● **Exercício escrito**:
Prossiga o texto sobre o descritivismo dos nomes próprios a partir da última frase apresentada.

● **Trecho da página**:
Aborda o descritivismo clássico, a teoria dos
agregados e como o descritivismo resolve três dos enigmas deixados sem resposta
pelo referencialismo[i]
Introdução.
Conforme vimos no último fichamento, o enigma de Frege, que dá origem à teoria
da referência indireta, introduz o sentido do nome próprio, mas não o explica.
O que Sagid vai nos mostrar é que, pressupondo a teoria das descrições
definidas de Russell, a teoria descritivista dos nomes próprios irá clarificar
esse conceito fregeano, além de propor explicações tanto para o significado
quanto para a referência.
Descritivismo clássico.
O descritivismo é uma família de teorias da referência que explicam o
significado e/ou a referência dos nomes em termos do significado e/ou
referência das descrições definidas daqueles nomes. Primeiro, o descritivismo
explica o significado dos nomes em termos do significado das descrições e,
depois, explica a referência dos nomes em termos do significado das descrições.
O descritivismo clássico é, então, uma
versão de teoria da referência indireta oriunda de Frege e Russell. Nela, um
falante associa uma descrição definida a um nome próprio e é o significado
dessa descrição que é o significado daquele nome próprio. E, também, o
significado dessa descrição seleciona um objeto que é o referente daquele nome
próprio.
Teoria das descrições definidas de Russell.
Conforme continua Sagid, uma descrição definida é uma expressão da forma “o F”
ou “a F”, isto é, são expressões antecedidas pelos artigos “o”, “a”, por
exemplo: “a rainha da Inglaterra”, “a pessoa mais alta do planeta”. O uso das
descrições definidas faz com que uma afirmação como 1.) deva ser interpretada
por uma afirmação como 2.), qual seja, alguém que diz 1.), na verdade está
dizendo 2.), tomando 1.) por “N é G” e 2.) por “O F é G”.
Isso posto, quando digo 3.) “Aristóteles é
um filósofo”, estou dizendo 4.) “O fundador da lógica formal é um filósofo”, já
que, conforme enunciado, é a descrição que o falante associa ao nome próprio que
fornece o significado do nome. Isso reduz o problema do significado dos nomes
ao problema do significado das descrições, esse último sendo tratado pela
teoria russelliana.
Ocorre que o significado de uma descrição
definida não é tomado isoladamente, mas por um método de análise contextual que
interpreta o significado de expressões no contexto completo das frases em que
elas ocorrem. Para explicar o significado de expressões subfrásicas, como NP ou DD[ii], podemos nos valer do
princípio da composicionalidade e verificar qual a contribuição delas na frase.

● **Material fornecido**:
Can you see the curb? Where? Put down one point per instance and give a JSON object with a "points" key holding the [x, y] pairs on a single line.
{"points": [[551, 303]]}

● **Resposta esperada**:
Então, não se explica “o fundador da lógica formal”, mas “o fundador da lógica
formal é sábio” – dentro de um contexto, sobre o que é dito.
Pela teoria das descrições definidas de
Russell, 2.) “O F é G” é analisada como 2’.) “Existe um e apenas um F e quem
quer que seja F é G”. 2.) é analisada por uma cláusula de existência, outra de
unicidade e, por fim, a predicação. Dado 4.) “O fundador da lógica formal é um
filósofo”, ela será analisada como 4’.) “Existe um e apenas um fundador da
lógica formal, e ele é um filósofo.[iii] Ressalta Sagid que esse
método de análise é usado para determinar o significado de uma descrição
definida, pois permite determinar como ela contribui para a frase em que
ocorre, pelo que é dito pela frase. O método também explica quem é o referente
e como é determinado, pois é o único objeto que satisfaz a descrição, que
possui a propriedade indicada pela descrição. Já se a descrição não aponta para nenhum objeto que a satisfaça, então não tem referente. Tenha zero ou muitos
objetos, a descrição falha em se referir, é vazia. A tabela abaixo indica como
a teoria resolve os problemas propostos por Sagid.
Problema |
Descritivo |
Fundacional |
Referência |
Qual
referente da descrição definida? |
Em
virtude de quais fatos uma descrição definida se refere ao que se refere? |
Resposta |
O
objeto que satisfaz a descrição definida. |
Uma
descrição definida se refere ao que se refere em virtude de o objeto ser o
único a possuir a propriedade apontada por ela. |
Teoria descritivista dos nomes.
Do que foi dito, o significado do nome próprio é o significado da descrição
definida que o falante associa a ele. A respeito do problema descritivista do
significado dos nomes próprios, o significado do nome próprio é o significado
da descrição associada a ele. Exemplificando, qual o significado de
Aristóteles? É o significado da descrição “o fundador da lógica formal” que o
falante associa a ele. Já o significado de “o fundador da lógica formal” é dado
pela teoria de Russell. De “Aristóteles é um filósofo”, extraio “O fundador da
lógica formal é um filósofo” e, com a contribuição de Russell: “Existe um e
apenas um fundador da lógica formal e ele é um filósofo”.
Já sobre o problema fundacional,
Aristóteles significa o que ele significa em virtude de ele ser associado à
descrição que lhe é associada, que ele satisfaz. Em outras palavras,
Aristóteles tem o significado que tem em virtude da descrição que ele está
associado ter o significado que ela tem.
Se a teoria referencialista dos nomes
próprios explica o significado dos nomes, ela não explica a referência. Já a
teoria descritivista o faz, dizendo que o problema descritivo da referência pode
ser enunciado como: o referente de determinado nome é o objeto que satisfaz a
descrição definida associada ao nome. Já ao problema fundacional da referência,
que se pergunta sobre quais fatos, o descritivismo diz que o nome próprio se
refere ao que se refere em virtude deste objeto satisfazer a descrição
associada a ele.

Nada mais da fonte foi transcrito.